*** Выбранный отрывок ***
Объединение сил и средств в предстоящей борьбе: железнодорожных, жандармских, полицейских, средств охранной стражи и войсковых (установление участков с военными начальниками, введение военного положения). Строгое беспощадное подавление всяких насильственных действий со стороны революционной партии: социал-демократической и социал-революционной, прекращение деятельности этих партий в Харбине и Чите {66}.

з) Прекращение деятельности социал-демократических и социал-революционных повремённых изданий. Прекращение деятельности типографий этих органов, печатающих прокламации для войск.

Усиленное формирование на особых началах железнодорожных войск. Обращение сапёрных войск на железнодорожные надобности.

и) Для успеха водворения порядка и правительственной власти в азиатских владениях России, и в частности на железных дорогах, необходимо, чтобы борьба наша с революционными партиями отнюдь не имела реакционного характера. Эта борьба должна вестись от лица глубоких масс русского народа, для которых основы Манифеста 17 октября неразрывно связаны с продолжением ограниченной царской власти и целости России.

Так должна, в частности, вестись и деятельность Ренненкампфа. Он должен всюду показывать приверженность к основам Манифеста 17 октября, в смысле как указано выше, [374] т. е. с сохранением Российской империи в её настоящем виде с императором во главе, ограниченным во власти Государственной думой, и с населением этой империи, свободным в своих внутренних делах, свободным в своих верованиях по Манифесту 17 октября. Самое надёжное, если бы деятельность Линевича, Ренненкампфа, Сухотина и других, кому будет поручено водворение на Руси порядка, прекращение смуты, регламентировалась бы постановлением Государственной думы, если бы, другими словами, деятельность этих лиц подкреплялась не только сочувствием, но требованием представителей народа (большинства сих представителей, ибо единогласия достигнуть будет нельзя).

Вчера приходил ко мне помощник гиринского комиссара, проживающий в Шуанченпу, и доложил, что по получаемым им сведениям в южных районах Гиринской провинции подготовляется «боксёрское» движение среди китайского населения, наподобие бывшего в 1900 г. Из числа признаков указывает на некоторую заносчивость китайского населения по отношению к нижним чинам и невнимательность властей к нашим требованиям.
*** Исходные данные ***
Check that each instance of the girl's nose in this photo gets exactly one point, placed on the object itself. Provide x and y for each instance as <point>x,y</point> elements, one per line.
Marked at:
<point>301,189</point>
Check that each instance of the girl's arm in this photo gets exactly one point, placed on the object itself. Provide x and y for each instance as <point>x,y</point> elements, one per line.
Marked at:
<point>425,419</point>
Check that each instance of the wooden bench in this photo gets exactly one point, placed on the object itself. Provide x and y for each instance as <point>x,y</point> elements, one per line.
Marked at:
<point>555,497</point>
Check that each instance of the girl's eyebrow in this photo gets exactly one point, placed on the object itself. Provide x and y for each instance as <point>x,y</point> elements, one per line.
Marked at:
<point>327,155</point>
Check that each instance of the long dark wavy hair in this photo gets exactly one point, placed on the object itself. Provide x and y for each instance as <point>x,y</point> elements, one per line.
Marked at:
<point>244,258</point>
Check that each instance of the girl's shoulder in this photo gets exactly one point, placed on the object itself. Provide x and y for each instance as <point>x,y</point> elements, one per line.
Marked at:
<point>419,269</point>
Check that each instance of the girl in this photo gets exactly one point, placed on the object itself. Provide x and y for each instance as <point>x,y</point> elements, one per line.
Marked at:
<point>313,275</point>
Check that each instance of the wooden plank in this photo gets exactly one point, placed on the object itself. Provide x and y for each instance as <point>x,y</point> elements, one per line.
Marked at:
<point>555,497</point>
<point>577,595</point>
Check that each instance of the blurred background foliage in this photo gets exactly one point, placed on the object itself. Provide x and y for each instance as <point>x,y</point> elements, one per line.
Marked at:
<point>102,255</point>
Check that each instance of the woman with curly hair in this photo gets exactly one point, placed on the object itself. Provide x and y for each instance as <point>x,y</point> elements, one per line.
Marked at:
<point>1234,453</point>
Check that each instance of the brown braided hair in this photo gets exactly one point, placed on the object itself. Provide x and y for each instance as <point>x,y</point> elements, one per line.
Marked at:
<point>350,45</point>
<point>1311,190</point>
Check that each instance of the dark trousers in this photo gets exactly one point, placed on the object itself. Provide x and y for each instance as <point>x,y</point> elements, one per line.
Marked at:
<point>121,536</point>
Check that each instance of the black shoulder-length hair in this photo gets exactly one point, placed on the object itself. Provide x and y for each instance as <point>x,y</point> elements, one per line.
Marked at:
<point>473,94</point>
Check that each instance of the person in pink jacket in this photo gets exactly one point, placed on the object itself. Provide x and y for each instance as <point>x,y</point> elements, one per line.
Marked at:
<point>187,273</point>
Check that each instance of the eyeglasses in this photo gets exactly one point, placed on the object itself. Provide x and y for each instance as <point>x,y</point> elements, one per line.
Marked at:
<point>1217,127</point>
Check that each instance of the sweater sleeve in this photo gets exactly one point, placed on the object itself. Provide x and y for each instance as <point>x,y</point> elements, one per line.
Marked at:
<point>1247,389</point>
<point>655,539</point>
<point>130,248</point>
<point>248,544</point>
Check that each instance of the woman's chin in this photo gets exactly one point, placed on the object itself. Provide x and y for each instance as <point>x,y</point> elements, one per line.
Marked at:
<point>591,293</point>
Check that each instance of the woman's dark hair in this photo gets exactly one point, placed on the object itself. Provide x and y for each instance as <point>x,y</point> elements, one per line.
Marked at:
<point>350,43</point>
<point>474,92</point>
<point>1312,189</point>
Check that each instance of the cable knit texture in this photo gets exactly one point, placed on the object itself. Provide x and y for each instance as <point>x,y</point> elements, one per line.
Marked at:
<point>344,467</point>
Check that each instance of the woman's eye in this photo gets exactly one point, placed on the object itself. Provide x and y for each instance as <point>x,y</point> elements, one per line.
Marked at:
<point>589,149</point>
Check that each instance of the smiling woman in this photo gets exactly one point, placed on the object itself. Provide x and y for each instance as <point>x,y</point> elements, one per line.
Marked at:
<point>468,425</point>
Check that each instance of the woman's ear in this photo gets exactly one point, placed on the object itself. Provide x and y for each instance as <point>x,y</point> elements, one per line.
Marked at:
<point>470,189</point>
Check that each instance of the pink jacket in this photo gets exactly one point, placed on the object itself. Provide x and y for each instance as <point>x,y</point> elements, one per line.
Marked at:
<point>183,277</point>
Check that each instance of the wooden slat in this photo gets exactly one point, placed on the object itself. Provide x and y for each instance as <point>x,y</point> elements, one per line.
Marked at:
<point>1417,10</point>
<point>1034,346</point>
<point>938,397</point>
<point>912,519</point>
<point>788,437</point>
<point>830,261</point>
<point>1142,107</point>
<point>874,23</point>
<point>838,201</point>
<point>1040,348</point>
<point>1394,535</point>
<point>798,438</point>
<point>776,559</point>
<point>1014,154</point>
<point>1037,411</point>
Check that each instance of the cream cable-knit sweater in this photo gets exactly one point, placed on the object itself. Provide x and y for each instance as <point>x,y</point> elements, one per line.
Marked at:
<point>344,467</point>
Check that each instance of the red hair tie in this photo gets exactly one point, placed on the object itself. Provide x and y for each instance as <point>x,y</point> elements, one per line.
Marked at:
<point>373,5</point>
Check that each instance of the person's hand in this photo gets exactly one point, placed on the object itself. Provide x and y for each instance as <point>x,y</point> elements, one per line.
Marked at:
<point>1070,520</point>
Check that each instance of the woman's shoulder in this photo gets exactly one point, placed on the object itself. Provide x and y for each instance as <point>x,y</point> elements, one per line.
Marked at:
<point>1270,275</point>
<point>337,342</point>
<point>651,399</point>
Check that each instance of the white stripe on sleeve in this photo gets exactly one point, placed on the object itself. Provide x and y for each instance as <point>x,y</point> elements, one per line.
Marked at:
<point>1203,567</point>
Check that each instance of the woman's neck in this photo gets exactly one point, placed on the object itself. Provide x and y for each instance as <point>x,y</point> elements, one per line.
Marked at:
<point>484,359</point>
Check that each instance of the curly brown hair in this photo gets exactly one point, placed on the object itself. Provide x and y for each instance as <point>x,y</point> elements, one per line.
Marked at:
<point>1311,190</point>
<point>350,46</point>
***
• Задание: В каких городах, согласно выбранному отрывку, предлагается прекратить деятельность социал-демократической и социал-революционной партий?

• Ответ: В Харбине и Чите.